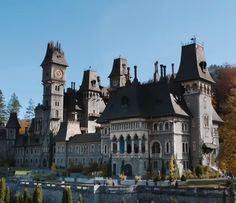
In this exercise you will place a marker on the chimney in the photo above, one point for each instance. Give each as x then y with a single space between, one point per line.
135 75
156 76
161 71
99 81
164 67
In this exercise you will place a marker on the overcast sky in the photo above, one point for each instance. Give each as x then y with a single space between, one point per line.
93 33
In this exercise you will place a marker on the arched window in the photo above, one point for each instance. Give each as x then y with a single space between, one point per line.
136 144
161 126
143 144
155 127
122 144
128 141
114 145
166 126
57 113
156 148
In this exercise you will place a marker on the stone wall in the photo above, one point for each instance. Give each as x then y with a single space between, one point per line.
104 194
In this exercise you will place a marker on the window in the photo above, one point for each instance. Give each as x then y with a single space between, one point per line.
155 165
155 127
185 147
136 144
167 147
161 126
166 126
156 148
206 121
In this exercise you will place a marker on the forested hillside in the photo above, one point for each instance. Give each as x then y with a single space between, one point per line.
225 103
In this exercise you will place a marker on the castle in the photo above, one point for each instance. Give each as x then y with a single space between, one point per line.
138 126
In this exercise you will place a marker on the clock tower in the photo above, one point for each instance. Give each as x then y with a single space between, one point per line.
119 75
53 79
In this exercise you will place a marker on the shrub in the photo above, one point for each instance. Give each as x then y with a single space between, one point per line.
183 178
199 170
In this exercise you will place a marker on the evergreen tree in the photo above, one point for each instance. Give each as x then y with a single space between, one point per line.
2 190
67 195
3 112
38 194
13 105
26 196
80 200
29 114
18 198
8 195
163 170
171 170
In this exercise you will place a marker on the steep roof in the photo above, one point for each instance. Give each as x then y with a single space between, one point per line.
148 100
2 133
193 64
13 121
86 138
119 67
90 81
67 130
54 54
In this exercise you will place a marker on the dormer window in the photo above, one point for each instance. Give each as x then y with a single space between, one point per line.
203 66
93 83
124 101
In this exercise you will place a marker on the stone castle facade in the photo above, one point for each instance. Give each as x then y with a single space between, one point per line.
138 126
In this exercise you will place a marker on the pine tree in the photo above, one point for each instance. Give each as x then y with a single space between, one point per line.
2 190
67 195
18 198
80 200
13 105
8 195
3 112
26 196
38 194
171 170
29 114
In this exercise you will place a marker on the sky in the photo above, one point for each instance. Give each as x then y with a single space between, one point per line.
94 33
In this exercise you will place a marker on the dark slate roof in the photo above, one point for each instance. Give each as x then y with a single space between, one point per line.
13 121
86 138
61 136
2 133
148 100
55 55
67 130
193 64
216 117
117 68
90 81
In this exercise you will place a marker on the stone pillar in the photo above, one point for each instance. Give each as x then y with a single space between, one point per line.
146 146
132 146
140 145
125 150
111 147
118 146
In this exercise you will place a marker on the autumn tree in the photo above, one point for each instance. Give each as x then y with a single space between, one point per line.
8 195
67 195
172 170
2 190
26 196
80 199
13 105
38 194
29 114
228 134
3 112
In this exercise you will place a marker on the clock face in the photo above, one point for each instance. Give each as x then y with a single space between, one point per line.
115 82
58 74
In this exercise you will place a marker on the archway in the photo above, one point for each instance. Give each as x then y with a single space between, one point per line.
128 170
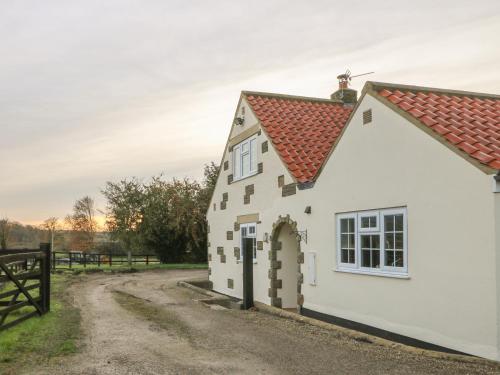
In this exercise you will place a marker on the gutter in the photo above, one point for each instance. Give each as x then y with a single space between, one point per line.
496 183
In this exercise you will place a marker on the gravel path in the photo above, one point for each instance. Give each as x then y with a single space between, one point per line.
178 335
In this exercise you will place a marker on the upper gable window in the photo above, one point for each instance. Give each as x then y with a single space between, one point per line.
245 158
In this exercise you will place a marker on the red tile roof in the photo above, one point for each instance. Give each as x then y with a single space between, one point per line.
302 130
468 121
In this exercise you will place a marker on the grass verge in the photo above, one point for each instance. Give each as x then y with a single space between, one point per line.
135 268
41 338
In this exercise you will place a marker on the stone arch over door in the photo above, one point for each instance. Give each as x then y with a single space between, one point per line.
275 264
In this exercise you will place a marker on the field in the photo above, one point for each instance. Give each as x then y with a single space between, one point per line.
52 337
38 339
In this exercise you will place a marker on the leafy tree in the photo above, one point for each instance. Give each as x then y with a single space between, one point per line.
5 227
83 224
51 225
124 211
165 217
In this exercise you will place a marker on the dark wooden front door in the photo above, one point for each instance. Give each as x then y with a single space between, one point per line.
247 250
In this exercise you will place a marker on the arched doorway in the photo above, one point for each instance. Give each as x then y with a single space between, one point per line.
285 265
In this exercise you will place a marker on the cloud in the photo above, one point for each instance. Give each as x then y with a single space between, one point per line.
93 91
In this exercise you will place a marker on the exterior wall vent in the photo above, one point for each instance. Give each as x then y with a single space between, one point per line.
367 116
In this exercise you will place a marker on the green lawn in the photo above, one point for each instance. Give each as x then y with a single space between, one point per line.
58 332
40 338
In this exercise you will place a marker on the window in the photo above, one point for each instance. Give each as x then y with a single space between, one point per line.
248 231
245 158
347 240
373 242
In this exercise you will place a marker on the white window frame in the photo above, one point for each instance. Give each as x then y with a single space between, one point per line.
369 214
339 257
247 226
238 161
380 230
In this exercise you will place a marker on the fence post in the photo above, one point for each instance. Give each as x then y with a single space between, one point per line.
45 279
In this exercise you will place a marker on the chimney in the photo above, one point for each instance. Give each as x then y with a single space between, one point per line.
344 93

- - -

_TASK DETAILS_
Output every entry exactly as given; pictures are not part of the copy.

_WRITTEN SOLUTION_
In this exercise you will place a marker on the chimney in the photo above, one point for each instance. Give each as x then y with a single space between, one point per line.
135 75
156 76
161 71
99 81
164 67
In this exercise you will place a marker on the overcast sky in the photo above, one point for each instance. Give each as x then y with a single space between, one point per line.
93 33
In this exercise you will place a marker on the arched window in the photo above, one point for each instance. Give each as x then y with a single space between, one point per line.
136 144
161 126
143 144
155 127
122 144
128 141
114 145
166 126
57 113
156 148
In this exercise you will place a marker on the stone wall in the photo above, one point for each instance. Give each as x then y with a single space between, one point per line.
104 194
In this exercise you will place a marker on the window in the photo above, one point for each instance. Give each as x then y with a single space between, one point per line.
155 165
155 127
185 147
136 144
167 147
161 126
166 126
156 148
206 121
In this exercise you will place a marker on the forested hillside in the photo above, one point for each instance. Give each as x then y with a single space between, one point per line.
225 103
In this exercise you will place a marker on the castle in the photo above, one point for each instance. Give each as x then y with a single space between, one point per line.
138 126
In this exercise you will place a marker on the clock tower in the photo above, one point for each instance. Give each as x then y with a single space between, one point per line.
119 75
53 79
In this exercise you will place a marker on the shrub in the photo above, one point for each instance. Give each as x then y with a single space between, one point per line.
183 178
199 170
In this exercise you will place a marker on the evergreen tree in the photo above, one point for each instance. Give each as x then y with a single space between, one point per line.
2 190
67 195
3 112
38 194
13 105
26 196
80 200
29 114
18 198
8 195
163 170
171 170
In this exercise you will place a marker on the steep roof in the photo above, one point for each instance. Give each as x then y with a single space between, one point per line.
148 100
2 133
193 64
13 121
86 138
119 67
90 81
67 130
54 54
In this exercise you will place a marker on the dormer window in the photo above, one point for each instance. Give each as x then y with a single space between, one point per line.
203 66
93 83
124 101
In this exercise you will place a marker on the stone castle facade in the photo above, one point for each instance. Give each as x then y with a single space between, one point per line.
138 126
In this exercise you will place a marker on the pine tree in the photo above, one point for each instance. Give each as x then y with a single space between, one point per line.
2 190
67 195
18 198
80 200
13 105
8 195
3 112
26 196
38 194
171 170
29 114
In this exercise you will place a marker on the sky in the photo above, one point for each instance. Give each as x then y with a single space between, one point per line.
94 33
In this exercise you will place a marker on the dark slate roof in the photo above, one point for each instance. Give each as x then y with a single space between, one point per line.
13 121
86 138
61 136
2 133
148 100
55 55
67 130
193 64
216 117
117 68
90 81
In this exercise you will place a marker on the stone pillar in the photo above, one point for each instance. Give each as x then y with a single space between, one point per line.
146 146
132 146
140 145
125 150
111 147
118 146
In this exercise you will place a marker on the autumn tree in the photo above, one point for each instance. Give each as x then y with a single space between, one point per line.
8 195
67 195
172 170
2 190
26 196
80 199
13 105
38 194
29 114
228 134
3 112
In this exercise you will place a marker on the clock face in the photo above, one point for each instance. Give each as x then y with a single space between, one point per line.
115 82
58 74
In this exercise you will place a marker on the archway in the photo above, one point for each instance. Give each as x then y with a single space between, one point per line.
128 170
In this exercise you will place a marker on the gutter in the photo above, one point for each instance. Give each as x then y with a single space between, one point per line.
496 183
In this exercise you will place a marker on the gravel path in the photo above, one point for each instance. Give each as x then y with a single space between, one point per line.
178 335
In this exercise you will place a marker on the upper gable window in the photo above, one point for each instance. Give each as x then y with a single space between, one point per line.
245 158
In this exercise you will place a marker on the red tile roof in the photo above, one point for each instance. Give each as x then y with a single space between, one point per line.
302 130
468 121
In this exercise you will place a marker on the grass verge in the photo above, one point for each instance. Give each as x then y with a single space between, one point per line.
135 268
41 338
In this exercise you will place a marker on the stone arch over door in the photo above, one point for each instance. Give each as x then y with a single space between, one point per line.
275 264
In this exercise you will place a marker on the field in the photo above, one point for each instance. Give each as x then y with a single space between, one point per line.
52 337
38 339
In this exercise you will place a marker on the leafy tree in the photo above, one point for each instance. Give each as x then y with a single space between, one point per line.
5 227
83 224
51 225
124 211
165 217
In this exercise you will place a marker on the dark wooden front door in the photo above, one point for each instance. Give each as x then y with a single space between, one point per line.
247 250
In this exercise you will place a marker on the arched doorway in the photo above, one point for each instance. Give each as x then y with a single space between, one point per line.
285 265
In this exercise you will place a marker on the cloud in the photo above, one point for each instance. Give each as x then y with a single space between, one point per line.
93 91
In this exercise you will place a marker on the exterior wall vent in the photo above, one point for each instance. Give each as x then y with a single space between, one point per line.
367 116
In this exercise you will place a marker on the green lawn in the photo above, one point for each instance. Give each as x then y with a single space between, one point per line.
58 332
40 338
In this exercise you will place a marker on the window in the photo above, one point for each instance. Give each as x then y with a single space between, one point per line.
248 231
245 158
347 240
373 242
In this exercise you will place a marker on the white window frame in the photo above, one point for each instance. Give each as x then y with a single space between, one point per line.
369 214
339 257
247 226
238 161
380 230
In this exercise you will place a marker on the fence post in the photo above, one point for each instance. Give each as x then y with a single space between, one point per line.
45 279
In this exercise you will place a marker on the chimney in the photo above, one point for each instance. Give each as x then y with a single space between, one point per line.
344 93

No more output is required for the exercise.